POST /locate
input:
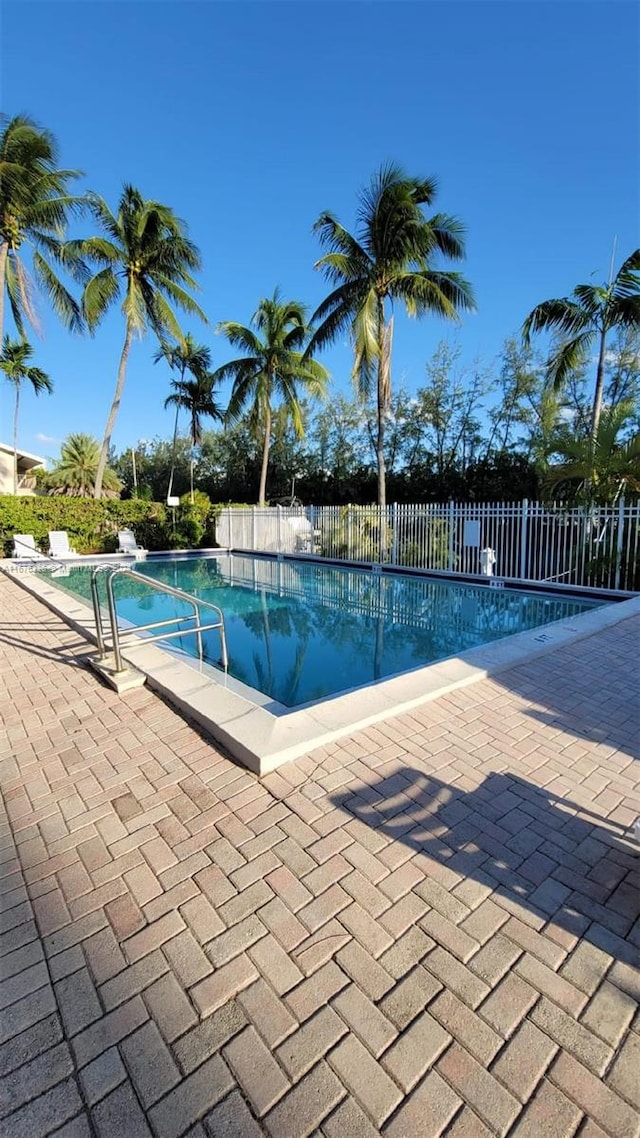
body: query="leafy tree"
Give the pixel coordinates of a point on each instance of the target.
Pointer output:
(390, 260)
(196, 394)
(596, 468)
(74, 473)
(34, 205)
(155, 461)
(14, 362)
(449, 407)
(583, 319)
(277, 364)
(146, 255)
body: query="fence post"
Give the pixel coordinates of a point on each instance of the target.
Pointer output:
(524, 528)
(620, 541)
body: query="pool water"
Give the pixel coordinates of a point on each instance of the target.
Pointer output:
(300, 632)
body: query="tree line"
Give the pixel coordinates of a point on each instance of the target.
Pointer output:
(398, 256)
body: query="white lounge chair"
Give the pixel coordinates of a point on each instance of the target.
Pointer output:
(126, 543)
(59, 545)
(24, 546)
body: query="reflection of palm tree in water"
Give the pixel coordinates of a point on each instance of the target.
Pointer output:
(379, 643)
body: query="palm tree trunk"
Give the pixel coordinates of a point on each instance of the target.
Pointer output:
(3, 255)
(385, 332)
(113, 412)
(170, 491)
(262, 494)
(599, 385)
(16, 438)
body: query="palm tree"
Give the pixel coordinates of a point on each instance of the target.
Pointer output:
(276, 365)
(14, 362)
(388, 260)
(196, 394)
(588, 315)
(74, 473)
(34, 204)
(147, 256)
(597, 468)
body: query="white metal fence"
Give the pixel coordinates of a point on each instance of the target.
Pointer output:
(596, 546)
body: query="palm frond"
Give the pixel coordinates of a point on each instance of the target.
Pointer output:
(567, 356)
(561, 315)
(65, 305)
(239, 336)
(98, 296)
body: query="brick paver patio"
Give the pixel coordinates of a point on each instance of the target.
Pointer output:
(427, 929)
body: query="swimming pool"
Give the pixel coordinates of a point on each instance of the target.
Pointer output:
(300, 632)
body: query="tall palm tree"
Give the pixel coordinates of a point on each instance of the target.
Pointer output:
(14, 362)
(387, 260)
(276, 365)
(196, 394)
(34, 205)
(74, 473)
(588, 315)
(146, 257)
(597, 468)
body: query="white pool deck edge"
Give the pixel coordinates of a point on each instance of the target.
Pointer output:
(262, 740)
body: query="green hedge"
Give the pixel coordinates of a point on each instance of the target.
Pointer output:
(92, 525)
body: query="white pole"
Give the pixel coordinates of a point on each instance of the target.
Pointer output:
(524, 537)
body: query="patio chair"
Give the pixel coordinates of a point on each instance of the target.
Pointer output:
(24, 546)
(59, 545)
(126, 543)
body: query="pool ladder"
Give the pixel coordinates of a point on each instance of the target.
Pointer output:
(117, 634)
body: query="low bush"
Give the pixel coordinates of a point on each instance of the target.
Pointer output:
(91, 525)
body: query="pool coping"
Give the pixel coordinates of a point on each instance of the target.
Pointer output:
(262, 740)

▶ **What needs to be done**
Write out every entry again word for word, without any of the pictures.

▶ **Problem solution**
POST /locate
input:
body: query="leafy tree"
Give the pixel coordinates of a point on each instance of the target.
Pointer output:
(390, 260)
(196, 394)
(596, 468)
(74, 473)
(34, 205)
(155, 461)
(14, 362)
(449, 407)
(583, 319)
(277, 364)
(146, 255)
body: query="fence post"
Give the pixel coordinates of a point on each instance of the target.
Pointer output:
(524, 528)
(620, 541)
body: query="pool water"
Give the pixel coordinates of a point on each instance of the target.
Pointer output:
(300, 632)
body: query="tree line"
Give the pixel coordinates of a point on each instance of the target.
Pointer output:
(398, 256)
body: query="white lounge chair"
Give the pixel coordinates of a point on each instance of the target.
Pointer output:
(126, 543)
(59, 545)
(24, 546)
body: query="reflection of palm tree in water"
Give the pixel coordinates of a point on each instance of the target.
Pointer output:
(379, 643)
body: query="palm tree trunk"
Give the pixel coordinates of a point on each instance of the target.
Pointer output:
(3, 255)
(385, 332)
(113, 412)
(170, 491)
(262, 494)
(599, 385)
(16, 438)
body: query="palm tree"
Give the pixel coordinates of a point on each instance of the target.
Pointer output:
(276, 365)
(14, 362)
(388, 260)
(196, 394)
(588, 315)
(74, 473)
(34, 204)
(147, 256)
(597, 468)
body: query="white metal fence"
Give the pixel coordinates of a point on each instance of the target.
Pointer output:
(596, 546)
body: query="palm frond"
Give the pixel coordinates of a point on each instance of the target.
Pointer output:
(567, 356)
(561, 315)
(65, 305)
(239, 336)
(98, 296)
body: query="brick paver patio"
Give the pixel coordinates of a point on each instance of the target.
Pointer output:
(427, 929)
body: query="swimming pool"
Give the pixel coordinates of a point on each instance of the target.
Pointer output:
(300, 632)
body: query="tall palm tree"
Give the pixel coordinates of a point on each instance of the target.
Pointer output:
(14, 362)
(387, 260)
(276, 365)
(196, 394)
(34, 205)
(74, 473)
(588, 315)
(146, 257)
(597, 468)
body: query="white pool deck edge"
Give the pixel coordinates of a point on each instance of the target.
Pointer output:
(262, 740)
body: query="green hedge"
Give the pixel coordinates of a point on each instance of the target.
Pointer output:
(92, 525)
body: query="white pole"
Give the pixel coordinates of a point on each instance of the target.
Pointer output:
(524, 537)
body: query="patio chair"
Give the pixel coordinates of a point on each instance of the target.
Pointer output:
(24, 546)
(59, 545)
(126, 543)
body: query="pool ladder"
Give the pixel coordinates of a point on each instance of the target.
Pointer output:
(117, 634)
body: query="low bush"
Give the pixel coordinates of a point on each instance of the target.
Pointer output:
(91, 525)
body: query="pool coping"
Give the pixel coordinates of a point on each instance of the target.
Pointer output:
(262, 740)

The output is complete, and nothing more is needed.